[Rows from a pointing dataset]
────────────────

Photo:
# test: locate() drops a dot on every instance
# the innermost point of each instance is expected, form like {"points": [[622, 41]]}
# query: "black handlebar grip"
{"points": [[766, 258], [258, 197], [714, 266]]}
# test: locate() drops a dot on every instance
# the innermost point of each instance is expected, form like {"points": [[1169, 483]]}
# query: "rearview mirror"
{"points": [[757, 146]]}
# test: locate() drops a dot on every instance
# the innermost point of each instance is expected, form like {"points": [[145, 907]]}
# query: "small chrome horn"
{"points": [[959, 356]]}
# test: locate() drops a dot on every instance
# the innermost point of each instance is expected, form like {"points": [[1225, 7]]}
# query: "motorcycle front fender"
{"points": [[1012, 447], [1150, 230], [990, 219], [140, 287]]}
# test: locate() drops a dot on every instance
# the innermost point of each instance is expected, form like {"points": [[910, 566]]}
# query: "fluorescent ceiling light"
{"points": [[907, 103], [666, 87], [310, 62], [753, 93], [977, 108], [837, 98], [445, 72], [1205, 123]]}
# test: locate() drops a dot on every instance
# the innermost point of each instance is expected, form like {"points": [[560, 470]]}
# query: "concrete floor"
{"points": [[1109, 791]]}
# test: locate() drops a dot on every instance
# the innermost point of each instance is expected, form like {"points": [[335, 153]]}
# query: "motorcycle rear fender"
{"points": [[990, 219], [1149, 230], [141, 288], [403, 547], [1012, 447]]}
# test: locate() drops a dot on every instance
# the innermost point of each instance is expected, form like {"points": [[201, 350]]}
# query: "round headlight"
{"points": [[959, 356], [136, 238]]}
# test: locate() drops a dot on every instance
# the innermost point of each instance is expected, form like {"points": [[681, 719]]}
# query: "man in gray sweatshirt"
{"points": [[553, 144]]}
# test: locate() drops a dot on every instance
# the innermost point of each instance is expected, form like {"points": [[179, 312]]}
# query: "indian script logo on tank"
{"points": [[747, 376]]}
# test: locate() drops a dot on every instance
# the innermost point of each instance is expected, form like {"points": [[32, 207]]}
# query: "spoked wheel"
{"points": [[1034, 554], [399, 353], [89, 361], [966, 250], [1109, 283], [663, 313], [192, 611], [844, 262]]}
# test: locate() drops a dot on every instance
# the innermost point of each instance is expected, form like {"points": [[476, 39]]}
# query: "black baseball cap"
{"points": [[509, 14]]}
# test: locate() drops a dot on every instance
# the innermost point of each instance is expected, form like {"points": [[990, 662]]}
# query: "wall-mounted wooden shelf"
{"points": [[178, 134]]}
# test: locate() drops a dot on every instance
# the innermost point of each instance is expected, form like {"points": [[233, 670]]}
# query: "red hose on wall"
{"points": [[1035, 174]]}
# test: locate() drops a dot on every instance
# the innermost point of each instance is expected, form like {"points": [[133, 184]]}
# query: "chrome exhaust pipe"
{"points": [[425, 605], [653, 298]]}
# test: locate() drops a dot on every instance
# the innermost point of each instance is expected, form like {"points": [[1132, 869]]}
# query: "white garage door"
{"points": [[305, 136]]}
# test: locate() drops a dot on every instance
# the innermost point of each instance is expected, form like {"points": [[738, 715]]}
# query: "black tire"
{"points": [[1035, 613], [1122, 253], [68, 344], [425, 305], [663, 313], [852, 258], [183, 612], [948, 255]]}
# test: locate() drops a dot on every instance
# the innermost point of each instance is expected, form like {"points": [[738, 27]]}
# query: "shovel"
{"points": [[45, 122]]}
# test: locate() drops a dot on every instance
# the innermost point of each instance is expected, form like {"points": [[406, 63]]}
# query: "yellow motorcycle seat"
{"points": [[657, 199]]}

────────────────

• _Directions for this task_
Extract the listing in its entirety and repeat it exactly.

• _Exercise answer_
Photo:
# test: locate() drops a dot on every instance
# the innermost point of each instance is expected, form like {"points": [[622, 41]]}
# query: "black handlebar grip"
{"points": [[766, 258], [258, 197], [714, 266]]}
# test: locate() drops a dot on every instance
# the innermost point of each instance is expected, form like {"points": [[1169, 483]]}
# query: "rearview mirror"
{"points": [[757, 146]]}
# test: locate() drops a dot on every instance
# the innermost point of each instance is expected, form like {"points": [[145, 907]]}
# query: "small chrome horn"
{"points": [[959, 356]]}
# test: locate() drops a dot on every instance
# the innermost point of each instance is expected, form like {"points": [[1225, 7]]}
# query: "motorcycle front fender"
{"points": [[1012, 447], [1150, 230], [990, 219], [140, 287]]}
# test: locate() drops a dot on every instance
# the innermost point of each instance is expected, form like {"points": [[910, 566]]}
# query: "fluorescent ceiling light"
{"points": [[907, 103], [666, 87], [310, 62], [753, 93], [977, 108], [837, 98], [445, 72], [1205, 123]]}
# test: locate() drops a dot on every instance
# the innermost point of each instance is expected, form like {"points": [[560, 470]]}
# query: "concrete floor"
{"points": [[1109, 791]]}
# test: locate() drops a dot on every instance
# the innermost point of each instance is expected, form like {"points": [[335, 153]]}
# query: "motorcycle rear fender"
{"points": [[990, 219], [1149, 230], [141, 288], [403, 547], [1012, 447]]}
# test: locate() drops a dot on every instance
# the innermost point of each instance is expected, form like {"points": [[201, 350]]}
# query: "round headlight"
{"points": [[959, 356], [136, 238]]}
# test: locate() drops a dot on every instance
# the innermost point of each instance is expected, form like {"points": [[681, 719]]}
# query: "man in gray sweatshirt"
{"points": [[553, 144]]}
# test: locate() drops a dot on every instance
# the innermost point of each instance is expected, form like {"points": [[179, 312]]}
# query: "indian script logo on tank"
{"points": [[747, 376]]}
# test: locate() drops a dot on every instance
# the innermost point of each instance is expected, form like {"points": [[32, 207]]}
# query: "spoked wheel"
{"points": [[1034, 554], [399, 353], [89, 361], [966, 250], [1109, 283], [663, 313], [192, 611], [844, 262]]}
# test: locate() drops a dot on every instance
# the innermost point of each instance is expected, form like {"points": [[476, 39]]}
# query: "black baseball cap"
{"points": [[509, 14]]}
# test: locate() drops a dot on every instance
# the innermost point of each instance is expected, form like {"points": [[990, 662]]}
# query: "wall-mounted wooden shelf"
{"points": [[178, 134]]}
# test: locate() drops a dot on every instance
# the innermost point of each instance is expected, form like {"points": [[233, 670]]}
# query: "red hose on wall"
{"points": [[1035, 174]]}
# test: locate() drops a dot on every instance
# the innermost point of each instance is expected, form like {"points": [[133, 184]]}
# query: "chrome exhaust pipe"
{"points": [[425, 605], [653, 298]]}
# test: locate() drops a dot on every instance
# the innermost point of each instance is expected, form like {"points": [[1132, 869]]}
# query: "white garage door"
{"points": [[305, 136]]}
# test: locate() drops a dot on every instance
# the innermost point of each instance is expected, form like {"points": [[738, 715]]}
# query: "black tire"
{"points": [[1035, 613], [1122, 253], [68, 344], [425, 305], [663, 313], [852, 258], [183, 612], [948, 255]]}
# test: locate() drops a dot on every instance
# the innermost point of each instance is expected, form like {"points": [[738, 27]]}
# query: "shovel"
{"points": [[45, 122]]}
# test: locate() drops a dot on every instance
# the innermost point of each instance is expected, form like {"points": [[406, 63]]}
# query: "yellow motorcycle seat"
{"points": [[657, 199]]}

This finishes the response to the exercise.